Automated People Mover (APM) line of the Osaka Metro in Osaka prefecture, Japan

The Nankō Port Town Line (南港ポートタウン線, Nankō Pōto-taun-sen), also called New Tram, is an automated guideway transit line in Suminoe-ku, Osaka, Japan. The line is operated by Osaka Metro, and was constructed to serve as the main rapid transit line for newly built Osaka South Port habitations and facilities. An extension of the line from Cosmosquare to Trade Center-mae was once owned and operated by a subsidiary of the City of Osaka, Osaka Port Transport System Co., Ltd.. The operation of the section was later merged into Osaka Municipal Transportation Bureau itself to increase the number of passengers by reducing fares and simplifying the previously separate fare structures.

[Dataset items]
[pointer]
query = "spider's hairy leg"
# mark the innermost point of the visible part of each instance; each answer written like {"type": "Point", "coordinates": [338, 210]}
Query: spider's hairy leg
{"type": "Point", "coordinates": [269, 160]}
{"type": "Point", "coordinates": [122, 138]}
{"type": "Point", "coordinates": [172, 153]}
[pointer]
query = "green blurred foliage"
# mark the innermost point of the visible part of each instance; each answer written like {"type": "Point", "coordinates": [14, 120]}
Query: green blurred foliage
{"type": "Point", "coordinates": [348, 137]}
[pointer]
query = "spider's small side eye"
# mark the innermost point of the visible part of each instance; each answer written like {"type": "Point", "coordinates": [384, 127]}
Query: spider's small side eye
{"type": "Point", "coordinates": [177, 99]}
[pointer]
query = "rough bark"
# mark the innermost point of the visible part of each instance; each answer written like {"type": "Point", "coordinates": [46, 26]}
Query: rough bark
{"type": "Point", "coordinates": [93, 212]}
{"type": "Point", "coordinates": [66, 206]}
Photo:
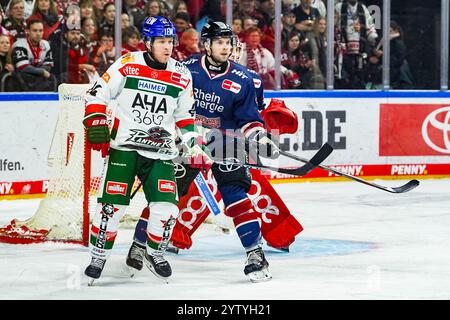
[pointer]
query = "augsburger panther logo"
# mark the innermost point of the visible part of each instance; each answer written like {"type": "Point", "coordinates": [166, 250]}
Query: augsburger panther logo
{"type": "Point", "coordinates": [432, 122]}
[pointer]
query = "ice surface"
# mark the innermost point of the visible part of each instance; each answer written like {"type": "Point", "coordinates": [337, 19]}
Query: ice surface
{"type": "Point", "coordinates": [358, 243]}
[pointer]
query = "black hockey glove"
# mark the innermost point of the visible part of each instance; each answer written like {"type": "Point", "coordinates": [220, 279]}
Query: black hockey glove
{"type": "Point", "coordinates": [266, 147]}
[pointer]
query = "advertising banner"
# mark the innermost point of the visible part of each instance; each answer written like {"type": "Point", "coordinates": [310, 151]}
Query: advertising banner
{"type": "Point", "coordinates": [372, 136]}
* * *
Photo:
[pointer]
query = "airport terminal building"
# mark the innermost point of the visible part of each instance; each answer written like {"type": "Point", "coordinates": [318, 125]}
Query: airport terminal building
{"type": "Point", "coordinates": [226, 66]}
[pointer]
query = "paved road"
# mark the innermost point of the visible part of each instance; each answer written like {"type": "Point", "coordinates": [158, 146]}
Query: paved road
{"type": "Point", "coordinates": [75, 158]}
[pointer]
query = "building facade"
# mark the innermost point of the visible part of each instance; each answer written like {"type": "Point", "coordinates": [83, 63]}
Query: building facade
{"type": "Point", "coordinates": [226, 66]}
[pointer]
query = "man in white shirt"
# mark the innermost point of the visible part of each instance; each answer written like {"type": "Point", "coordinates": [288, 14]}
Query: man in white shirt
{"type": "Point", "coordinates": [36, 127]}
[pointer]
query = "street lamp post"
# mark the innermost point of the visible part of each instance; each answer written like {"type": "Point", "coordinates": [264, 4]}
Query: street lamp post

[Work task A]
From the passage on the Nankō Port Town Line, pull out the text from "Automated People Mover" up to and including "separate fare structures.".
[Work task B]
Put this sentence from the passage on the Nankō Port Town Line into Spanish: "The line is operated by Osaka Metro, and was constructed to serve as the main rapid transit line for newly built Osaka South Port habitations and facilities."

[Written response A]
Automated People Mover (APM) line of the Osaka Metro in Osaka prefecture, Japan

The Nankō Port Town Line (南港ポートタウン線, Nankō Pōto-taun-sen), also called New Tram, is an automated guideway transit line in Suminoe-ku, Osaka, Japan. The line is operated by Osaka Metro, and was constructed to serve as the main rapid transit line for newly built Osaka South Port habitations and facilities. An extension of the line from Cosmosquare to Trade Center-mae was once owned and operated by a subsidiary of the City of Osaka, Osaka Port Transport System Co., Ltd.. The operation of the section was later merged into Osaka Municipal Transportation Bureau itself to increase the number of passengers by reducing fares and simplifying the previously separate fare structures.

[Written response B]
La línea es operada por Osaka Metro y se construyó para servir como la principal línea de transporte rápido para las viviendas e instalaciones recién construidas de Osaka South Port.